# [PROVIDED INFORMATION]
####################
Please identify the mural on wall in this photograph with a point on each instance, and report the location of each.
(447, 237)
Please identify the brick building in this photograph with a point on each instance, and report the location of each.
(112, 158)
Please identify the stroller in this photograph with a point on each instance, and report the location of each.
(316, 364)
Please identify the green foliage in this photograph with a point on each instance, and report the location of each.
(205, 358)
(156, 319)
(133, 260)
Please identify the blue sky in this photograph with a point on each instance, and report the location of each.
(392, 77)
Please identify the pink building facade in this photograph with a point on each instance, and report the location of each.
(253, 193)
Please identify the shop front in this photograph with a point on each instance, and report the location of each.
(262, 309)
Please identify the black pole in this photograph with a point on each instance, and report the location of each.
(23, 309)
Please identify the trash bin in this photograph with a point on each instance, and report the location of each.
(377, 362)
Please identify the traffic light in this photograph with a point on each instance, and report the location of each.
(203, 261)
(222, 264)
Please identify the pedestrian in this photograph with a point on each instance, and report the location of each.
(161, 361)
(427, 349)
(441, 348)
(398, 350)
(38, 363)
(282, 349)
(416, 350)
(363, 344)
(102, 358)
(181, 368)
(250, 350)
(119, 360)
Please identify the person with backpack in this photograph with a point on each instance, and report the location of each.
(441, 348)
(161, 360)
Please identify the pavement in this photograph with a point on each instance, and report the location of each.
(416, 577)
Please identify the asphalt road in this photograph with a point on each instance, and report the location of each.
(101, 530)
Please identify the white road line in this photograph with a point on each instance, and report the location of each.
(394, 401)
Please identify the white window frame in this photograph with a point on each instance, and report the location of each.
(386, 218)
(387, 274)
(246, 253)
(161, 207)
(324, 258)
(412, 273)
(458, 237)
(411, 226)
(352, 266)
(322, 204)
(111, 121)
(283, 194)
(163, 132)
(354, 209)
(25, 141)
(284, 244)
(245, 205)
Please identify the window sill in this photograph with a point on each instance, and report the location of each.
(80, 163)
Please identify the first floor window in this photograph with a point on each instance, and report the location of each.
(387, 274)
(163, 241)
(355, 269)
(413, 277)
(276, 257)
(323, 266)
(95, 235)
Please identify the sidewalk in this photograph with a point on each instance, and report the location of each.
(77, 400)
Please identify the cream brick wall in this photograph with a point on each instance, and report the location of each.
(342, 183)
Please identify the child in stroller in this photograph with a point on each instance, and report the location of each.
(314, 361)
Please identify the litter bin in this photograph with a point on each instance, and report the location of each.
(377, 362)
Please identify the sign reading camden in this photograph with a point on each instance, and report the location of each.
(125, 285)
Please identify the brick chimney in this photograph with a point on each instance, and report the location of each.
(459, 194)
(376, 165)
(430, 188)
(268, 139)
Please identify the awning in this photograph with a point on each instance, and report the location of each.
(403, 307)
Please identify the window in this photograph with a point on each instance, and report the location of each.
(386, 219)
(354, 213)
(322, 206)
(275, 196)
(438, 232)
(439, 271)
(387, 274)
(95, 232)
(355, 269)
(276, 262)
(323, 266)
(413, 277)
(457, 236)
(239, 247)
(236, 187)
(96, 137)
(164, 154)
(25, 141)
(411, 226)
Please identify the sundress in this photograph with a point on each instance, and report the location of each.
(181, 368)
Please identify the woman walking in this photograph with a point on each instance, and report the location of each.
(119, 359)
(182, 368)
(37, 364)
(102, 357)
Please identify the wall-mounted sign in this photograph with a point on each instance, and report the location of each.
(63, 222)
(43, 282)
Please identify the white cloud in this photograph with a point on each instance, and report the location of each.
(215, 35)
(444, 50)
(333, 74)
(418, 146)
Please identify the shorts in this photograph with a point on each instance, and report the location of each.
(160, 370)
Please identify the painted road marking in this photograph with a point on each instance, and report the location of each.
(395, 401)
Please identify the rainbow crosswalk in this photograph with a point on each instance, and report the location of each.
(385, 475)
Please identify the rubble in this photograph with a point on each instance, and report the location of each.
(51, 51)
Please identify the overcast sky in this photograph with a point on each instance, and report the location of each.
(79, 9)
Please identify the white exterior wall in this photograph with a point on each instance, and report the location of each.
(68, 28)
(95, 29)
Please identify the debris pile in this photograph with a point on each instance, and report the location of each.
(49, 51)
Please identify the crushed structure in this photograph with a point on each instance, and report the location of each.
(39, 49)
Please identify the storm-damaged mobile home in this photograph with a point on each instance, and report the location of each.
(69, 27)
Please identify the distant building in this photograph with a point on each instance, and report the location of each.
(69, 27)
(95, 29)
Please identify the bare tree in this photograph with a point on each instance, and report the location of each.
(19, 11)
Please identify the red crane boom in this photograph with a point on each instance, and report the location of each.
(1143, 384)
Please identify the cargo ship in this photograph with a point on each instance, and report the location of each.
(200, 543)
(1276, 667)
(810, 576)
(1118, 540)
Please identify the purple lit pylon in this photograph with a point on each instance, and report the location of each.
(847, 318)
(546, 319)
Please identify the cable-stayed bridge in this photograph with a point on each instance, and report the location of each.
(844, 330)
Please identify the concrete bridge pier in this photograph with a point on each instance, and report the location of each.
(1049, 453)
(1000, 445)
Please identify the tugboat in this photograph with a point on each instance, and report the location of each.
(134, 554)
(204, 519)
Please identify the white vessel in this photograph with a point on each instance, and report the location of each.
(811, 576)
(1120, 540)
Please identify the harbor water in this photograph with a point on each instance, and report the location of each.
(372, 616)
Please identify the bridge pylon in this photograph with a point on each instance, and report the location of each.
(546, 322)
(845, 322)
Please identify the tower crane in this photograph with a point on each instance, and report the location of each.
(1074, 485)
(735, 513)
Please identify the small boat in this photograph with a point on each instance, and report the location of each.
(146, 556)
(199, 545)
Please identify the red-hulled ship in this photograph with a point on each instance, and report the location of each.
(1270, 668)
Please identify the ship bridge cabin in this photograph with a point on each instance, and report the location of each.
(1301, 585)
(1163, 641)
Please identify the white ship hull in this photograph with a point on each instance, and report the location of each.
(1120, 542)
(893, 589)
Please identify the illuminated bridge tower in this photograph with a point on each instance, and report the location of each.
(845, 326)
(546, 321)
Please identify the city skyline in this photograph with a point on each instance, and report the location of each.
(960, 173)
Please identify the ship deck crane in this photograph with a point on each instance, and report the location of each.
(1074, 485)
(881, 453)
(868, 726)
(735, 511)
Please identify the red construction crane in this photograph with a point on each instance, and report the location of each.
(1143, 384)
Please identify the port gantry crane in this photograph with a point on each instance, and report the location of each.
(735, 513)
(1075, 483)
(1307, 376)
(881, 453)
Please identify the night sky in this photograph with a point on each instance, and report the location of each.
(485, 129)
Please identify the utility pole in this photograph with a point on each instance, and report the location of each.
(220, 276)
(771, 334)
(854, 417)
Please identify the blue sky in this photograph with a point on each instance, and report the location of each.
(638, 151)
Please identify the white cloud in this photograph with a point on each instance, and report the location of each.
####################
# [EXERCISE]
Repeat the records above in full, character for character.

# [ANSWER TO THIS PROBLEM]
Please identify the mural on wall in this photograph with a point on each instance, and report the location of each.
(447, 237)
Please identify the brick building in this photograph with a point on each instance, and report the location of each.
(112, 158)
Please identify the stroller in this photograph with a point on each instance, and report the location of each.
(316, 364)
Please identify the green foliage in this photograph with a point on each instance, and report the location of each.
(205, 358)
(156, 319)
(133, 260)
Please identify the blue sky in this photograph with a point on each instance, and report the location of each.
(392, 77)
Please identify the pink building facade in this photograph with a point on each instance, and report the location of each.
(253, 193)
Please identify the shop front in this photograph with a point on each instance, and report the location of each.
(262, 309)
Please identify the black pole in this photograph with a point on each instance, and report the location of each.
(23, 309)
Please identify the trash bin in this photograph with a point on each instance, and report the location of each.
(377, 362)
Please identify the traffic light in this photograph with a point on each instance, and report the location of each.
(203, 261)
(222, 264)
Please identify the pedestrian in this photograph with a point on each instance, and report the location of each.
(161, 361)
(427, 349)
(441, 348)
(398, 350)
(38, 363)
(282, 349)
(416, 350)
(363, 344)
(102, 358)
(181, 368)
(250, 350)
(119, 360)
Please identify the person with backpack in this photograph with a point on each instance, and report the location of each.
(441, 348)
(161, 360)
Please identify the pavement in this photograph with a point on each instance, and report the location of each.
(416, 577)
Please identify the asphalt road in this photograph with a point on each instance, and report the location of each.
(101, 530)
Please identify the white road line in this photograph with a point on each instance, and report the location of each.
(394, 401)
Please identify the white window frame in this photograph with a point on each instance, and report the location of each.
(386, 218)
(387, 274)
(246, 253)
(161, 207)
(324, 258)
(412, 273)
(458, 237)
(411, 226)
(352, 266)
(322, 204)
(111, 121)
(283, 194)
(163, 132)
(354, 209)
(25, 141)
(284, 244)
(245, 205)
Please identify the window sill in this photograph with a point on each instance, and report the location of each.
(80, 163)
Please identify the first floor window in this photograph with a point on each instance, and report the location of each.
(387, 274)
(163, 241)
(355, 269)
(413, 277)
(276, 257)
(323, 266)
(95, 235)
Please identify the sidewalk in this photograph with a point on each instance, and report the location of each.
(77, 400)
Please identify the cream brick wall in this photograph with a point on each instance, and report the location of each.
(342, 183)
Please identify the child in stroller in this photograph with a point on each instance, and report the location of each.
(314, 361)
Please identify the litter bin in this photograph with a point on each instance, and report the location of each.
(377, 362)
Please identify the sign reading camden in this photograph with a point on each instance, and report the location of each.
(125, 285)
Please identify the brick chimney in this photograph with a point on each instance, and report the location of each.
(459, 194)
(376, 165)
(430, 188)
(268, 139)
Please identify the awning in this photograph with a point on each instance, and report the location of each.
(403, 307)
Please identify the window in this photograph with a point on each instance, and report the location of each.
(386, 219)
(354, 213)
(322, 206)
(275, 196)
(438, 232)
(439, 271)
(387, 274)
(95, 232)
(355, 269)
(276, 262)
(323, 266)
(413, 277)
(457, 236)
(239, 247)
(236, 187)
(96, 137)
(164, 154)
(25, 141)
(411, 226)
Please identify the sundress in this photograph with a point on each instance, and report the location of each.
(181, 368)
Please identify the woman walking in this photograph with a point on each instance, and report the location of each.
(119, 359)
(182, 368)
(37, 364)
(102, 357)
Please identify the wall-mounted sign in this photograph with a point on each instance, and report the location of each.
(63, 222)
(43, 282)
Please identify the white cloud in this photograph with a point on each instance, and report the location of each.
(215, 35)
(444, 50)
(333, 74)
(418, 146)
Please identify the shorts in this photograph with a point on each instance, and report the location of each.
(160, 370)
Please identify the painted road marking in this photograph with a point on each instance, and report the location of each.
(395, 401)
Please identify the rainbow crosswalk in this photograph with a point on each instance, and report the location of each.
(385, 475)
Please identify the rubble in this photograph with a point on each instance, and report the location of each.
(51, 51)
Please identify the overcast sky in this photograph with a point on each instance, and report the location of each.
(79, 9)
Please identify the white exterior wall in this photograph with a point on each instance, and report the location of each.
(68, 28)
(95, 29)
Please identify the debris pile in this photograph with a point on each instance, and report the location of each.
(49, 51)
Please identify the crushed structure in this photograph with a point on each instance, and report the location of each.
(39, 49)
Please identify the storm-damaged mobile home in this photograph with a point on each instance, and report the location of each.
(69, 27)
Please identify the distant building in this photograph with a point on each instance, and report the location of each.
(69, 27)
(95, 29)
Please identify the bare tree in this photograph with a point on each instance, and report the location of each.
(19, 11)
Please identify the red crane boom in this photograph with a point on each instance, and report the location of each.
(1143, 384)
Please identify the cargo ship in this photograph with a point on each instance, and report the location of each.
(200, 543)
(1276, 667)
(810, 576)
(1118, 540)
Please identify the purple lit pylon in this photograph with a point on each instance, and report the location of each.
(847, 318)
(546, 319)
Please identify the cable-stayed bridge in this photograph with a point on each instance, and report the location of each.
(844, 330)
Please identify the concrete bridge pier in this photograph with a point on each instance, and report the location of each.
(1049, 453)
(1000, 445)
Please identify the tugboat in this photograph with a point on each instance, and report the location of each.
(134, 554)
(204, 519)
Please identify the white vessel in this photograph with a point on each instance, and report the location of each.
(811, 576)
(1120, 540)
Please identify the harbor water in this photograph with a point on each instance, and report the location of each.
(372, 616)
Please identify the bridge pylon in this photograph with a point on each instance, and report the location of each.
(546, 322)
(845, 322)
Please identify the tower crane in this photograph with a point on each instance, and report the location of each.
(1074, 485)
(735, 513)
Please identify the small boat in this photograph with a point on each instance, and report the location of each.
(146, 556)
(199, 545)
Please identify the red-hulled ship in this photograph with a point on each instance, and report the location of each.
(1270, 668)
Please identify the ship bridge cabin in this photograph with a point on each instance, and report the location of each.
(1301, 585)
(1163, 641)
Please identify the white ship hull in this photograph with a point on each instance, and report the location of each.
(1120, 542)
(893, 589)
Please identify the illuminated bridge tower in this photograph with a point on each instance, and report the location of each.
(845, 326)
(546, 321)
Please identify the city skyline in this photograph with a point on each instance, and report the location of each.
(960, 173)
Please identify the ship deck crane in this photograph with a point on each instance, and report the location of each.
(1074, 485)
(881, 453)
(868, 726)
(735, 511)
Please identify the red construction crane in this photograph with a point on each instance, and report the location of each.
(1143, 384)
Please identify the port gantry crane in this photograph with a point on each instance, and report the location of each.
(735, 513)
(1075, 483)
(1307, 376)
(881, 453)
Please identify the night sky in this photograph with a point on each instance, and report the location of each.
(485, 129)
Please identify the utility pole in this photograph with a point on each instance, and report the location of each.
(220, 276)
(771, 334)
(854, 417)
Please identify the blue sky in this photograph with a point on each instance, and report the location of each.
(638, 151)
Please identify the white cloud in this photograph with a point on each instance, and report the location of each.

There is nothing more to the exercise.